## GIVEN DATA
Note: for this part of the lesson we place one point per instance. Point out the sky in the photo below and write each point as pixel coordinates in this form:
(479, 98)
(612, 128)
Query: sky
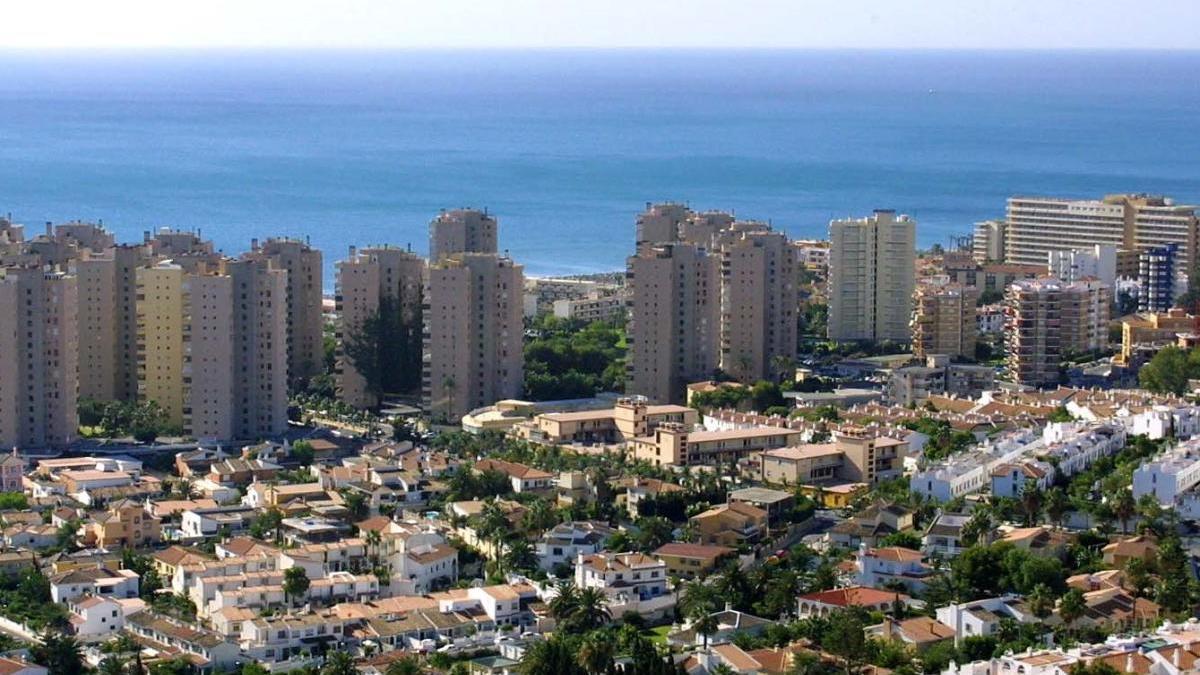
(882, 24)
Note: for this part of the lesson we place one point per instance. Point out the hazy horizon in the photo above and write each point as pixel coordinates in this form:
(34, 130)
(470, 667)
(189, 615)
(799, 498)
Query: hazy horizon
(546, 24)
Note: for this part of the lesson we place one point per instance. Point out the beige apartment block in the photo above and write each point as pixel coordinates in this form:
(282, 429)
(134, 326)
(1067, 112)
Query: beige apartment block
(702, 228)
(363, 279)
(871, 276)
(759, 303)
(462, 231)
(1048, 318)
(1039, 225)
(261, 348)
(88, 236)
(213, 347)
(172, 243)
(675, 320)
(208, 366)
(660, 223)
(943, 320)
(161, 320)
(39, 372)
(306, 352)
(108, 322)
(473, 333)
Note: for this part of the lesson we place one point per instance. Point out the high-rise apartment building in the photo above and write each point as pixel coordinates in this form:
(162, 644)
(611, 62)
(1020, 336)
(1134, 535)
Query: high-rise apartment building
(660, 222)
(161, 328)
(988, 242)
(1073, 264)
(1039, 225)
(759, 304)
(675, 320)
(39, 380)
(370, 279)
(1161, 279)
(108, 322)
(306, 352)
(462, 231)
(473, 333)
(943, 320)
(259, 348)
(871, 276)
(1048, 318)
(213, 346)
(173, 243)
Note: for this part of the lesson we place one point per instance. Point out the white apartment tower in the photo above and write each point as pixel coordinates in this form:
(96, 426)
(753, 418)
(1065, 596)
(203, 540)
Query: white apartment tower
(871, 276)
(474, 333)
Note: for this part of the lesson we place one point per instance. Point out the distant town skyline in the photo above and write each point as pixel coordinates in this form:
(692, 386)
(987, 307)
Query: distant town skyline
(867, 24)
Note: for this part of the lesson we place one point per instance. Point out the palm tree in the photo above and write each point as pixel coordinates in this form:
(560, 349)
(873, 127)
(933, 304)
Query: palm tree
(1125, 507)
(1072, 607)
(591, 610)
(706, 625)
(407, 665)
(564, 602)
(699, 598)
(339, 663)
(1057, 506)
(112, 665)
(1031, 502)
(595, 653)
(373, 539)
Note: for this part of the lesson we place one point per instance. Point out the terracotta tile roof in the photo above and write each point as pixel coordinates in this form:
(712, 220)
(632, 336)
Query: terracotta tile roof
(855, 596)
(703, 551)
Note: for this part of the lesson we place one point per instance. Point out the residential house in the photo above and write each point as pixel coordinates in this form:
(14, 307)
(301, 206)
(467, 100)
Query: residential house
(565, 542)
(730, 525)
(94, 617)
(891, 567)
(871, 525)
(633, 581)
(777, 503)
(823, 603)
(523, 478)
(690, 561)
(125, 524)
(94, 580)
(207, 651)
(919, 632)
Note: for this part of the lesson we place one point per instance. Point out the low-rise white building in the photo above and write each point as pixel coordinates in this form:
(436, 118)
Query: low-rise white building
(1169, 476)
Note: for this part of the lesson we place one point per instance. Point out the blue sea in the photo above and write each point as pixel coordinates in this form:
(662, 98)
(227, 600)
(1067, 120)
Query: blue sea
(565, 147)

## WORK REQUEST
Each line above that contains the word "place" should be copied.

## COMPLETED TASK
Note: for this part of the lesson we place one point per instance. Point out the sky in the photo below and write each point as pixel coordinates in this form:
Note: for this part of the lesson we place one point per instance. Point out the hazy horizon in the photo above and write each point as pixel coordinates in this form:
Note: for this part of the lesson we place one point per instance. Point out the beige apartment block in the photo above and write each point as pixel coordinates in this form:
Note: for this part of the lesson we place one point per instance. Point out the high-rise apartment building in the photo above and write each point as pixel coordinates in this form:
Note: for this part of the lesson we place one point per instance. Point out the white apartment tower in the photo above and write each point as pixel coordinates in this form:
Note: for this part of the lesson we place one point per instance. Point out the distant town skyline in the photo above and write each point as pixel coordinates in this form:
Note: for this part of the lesson we place one point per instance. Point out the palm tree in the photo above and write each point as pixel coordinates in this form:
Note: for this part of the lesson we place one point per instance. Point out the terracotta tile roof in the photo above and write each point as pixel coordinates in this form:
Note: for this part of the lesson we place one point per instance. Point out the residential house in the photo above and write each point as pixel coordinates in this form:
Note: for this part of the lesson we place one point per instance. Point out the low-rise white building in the photo above and write each point as pixel coordinates in this form:
Note: for this part of the lesson we place one point per instance. Point out the blue sea in the photo above and write each point as pixel coordinates in this form:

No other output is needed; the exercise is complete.